## Data lines

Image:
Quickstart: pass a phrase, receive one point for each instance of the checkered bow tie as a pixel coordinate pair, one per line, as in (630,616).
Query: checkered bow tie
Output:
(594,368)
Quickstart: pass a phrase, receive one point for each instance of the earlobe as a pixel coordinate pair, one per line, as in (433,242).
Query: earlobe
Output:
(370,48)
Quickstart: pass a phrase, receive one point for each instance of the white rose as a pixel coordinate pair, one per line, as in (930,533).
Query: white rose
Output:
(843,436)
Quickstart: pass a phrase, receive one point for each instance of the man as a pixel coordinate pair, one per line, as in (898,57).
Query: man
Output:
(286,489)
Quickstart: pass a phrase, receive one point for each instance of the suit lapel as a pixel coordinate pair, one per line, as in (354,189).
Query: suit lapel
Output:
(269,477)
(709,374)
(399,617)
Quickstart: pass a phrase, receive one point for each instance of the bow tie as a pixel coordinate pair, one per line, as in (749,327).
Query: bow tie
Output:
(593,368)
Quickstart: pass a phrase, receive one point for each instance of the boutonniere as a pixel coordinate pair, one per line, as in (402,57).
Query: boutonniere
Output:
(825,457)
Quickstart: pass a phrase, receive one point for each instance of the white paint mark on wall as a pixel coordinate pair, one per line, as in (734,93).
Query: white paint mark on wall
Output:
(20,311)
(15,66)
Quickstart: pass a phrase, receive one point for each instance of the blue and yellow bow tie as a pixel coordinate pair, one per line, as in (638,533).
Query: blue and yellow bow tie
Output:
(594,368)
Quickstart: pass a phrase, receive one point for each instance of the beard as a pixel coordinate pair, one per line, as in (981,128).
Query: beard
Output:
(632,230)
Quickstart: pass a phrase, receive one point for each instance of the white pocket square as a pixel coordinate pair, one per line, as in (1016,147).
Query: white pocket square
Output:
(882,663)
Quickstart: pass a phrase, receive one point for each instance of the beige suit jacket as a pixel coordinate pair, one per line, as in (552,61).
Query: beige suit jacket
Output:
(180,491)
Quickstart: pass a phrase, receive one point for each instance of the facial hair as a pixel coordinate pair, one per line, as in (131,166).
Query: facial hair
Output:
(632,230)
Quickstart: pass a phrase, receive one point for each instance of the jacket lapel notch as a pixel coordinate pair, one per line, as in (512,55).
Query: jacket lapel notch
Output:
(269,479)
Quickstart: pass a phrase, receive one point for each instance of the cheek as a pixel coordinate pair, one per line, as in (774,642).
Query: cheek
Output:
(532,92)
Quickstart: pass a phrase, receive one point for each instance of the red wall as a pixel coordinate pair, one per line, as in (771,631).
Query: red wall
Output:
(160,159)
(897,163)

## Set task
Reproduce the lines above verbatim, from first to last.

## Completed exercise
Image:
Quickstart: pass a phrase, receive one point for each instance of the checkered bow tie as a pixel coordinate pair, one per line, as in (630,616).
Query: checkered bow tie
Output:
(594,368)
Quickstart: pass a phrase, receive one point for each instance of the earlobe as a pixel coordinate pair, one per line, as in (433,242).
Query: earlobe
Output:
(370,48)
Quickstart: pass a phrase, receive one point for each instance of the white rose as a pixel coordinate pair, one per line, as in (930,533).
Query: white rose
Output:
(843,436)
Quickstart: pass a phrase, receive one point for each instance of the man as a pixel coordinate pair, one per line, as in (898,57).
Query: man
Output:
(286,489)
Quickstart: pass a phrase, receive one point for each instance of the suit lapel as a pixel coordinate pair, one per line, as in (354,189).
Query: suit lapel
Output:
(269,477)
(709,374)
(399,617)
Quickstart: pass a phrase, receive one point for each instance of the bow tie as a pixel coordinate pair, one per line, as in (749,327).
Query: bow tie
Output:
(593,368)
Quickstart: pass a phrase, receive one point for each instance of the boutonniere as a pixel coordinate pair, one per line, as in (402,57).
Query: boutonniere
Output:
(825,457)
Quickstart: pass a phrase, receive one point for each instance of the white paint mark on wall as a pixel coordinate pair, one per line, as in (734,93).
Query: white paint mark on wall
Output:
(20,311)
(15,66)
Quickstart: pass a phrase, receive one point for each instance of the blue and yellow bow tie as a pixel coordinate pair, one per line, as in (638,533).
Query: blue and yellow bow tie
Output:
(594,368)
Quickstart: pass a phrase, receive one point for each instance of the beard as a pixel coordinate pair, one per line, as in (981,128).
Query: beard
Output:
(632,230)
Quickstart: pass a phrase, receive one point for each instance of the white pocket square as a pixel coordinate pair, one per line, as in (1016,147).
Query: white pocket square
Output:
(882,663)
Quickstart: pass a phrase, receive one point for each instance of the beige suit jacket as a pixel coordinate pair, one per line, as in (552,61).
Query: beige suit jacket
Output:
(180,491)
Quickstart: pass a phrase, receive one point for each instance of the facial hair as a pixel coordinate pair, one per line, as in (131,166).
Query: facial hair
Output:
(632,230)
Quickstart: pass a phrase, receive one point for each instance of the jacket lapel notch as a pixel coordinate pair, one per line, as in (512,55).
Query: jacket lapel notch
Output:
(269,479)
Quickstart: pass a phrase, receive one point for each instance of the cheek as a pixel coordinate pair, one per line, as in (774,642).
Query: cheek
Output:
(532,92)
Quickstart: pass a phrase, receive one point for each instance of the red wall as a pixel coordinate pair, one per line, as in (771,631).
Query: red wall
Output:
(160,159)
(897,163)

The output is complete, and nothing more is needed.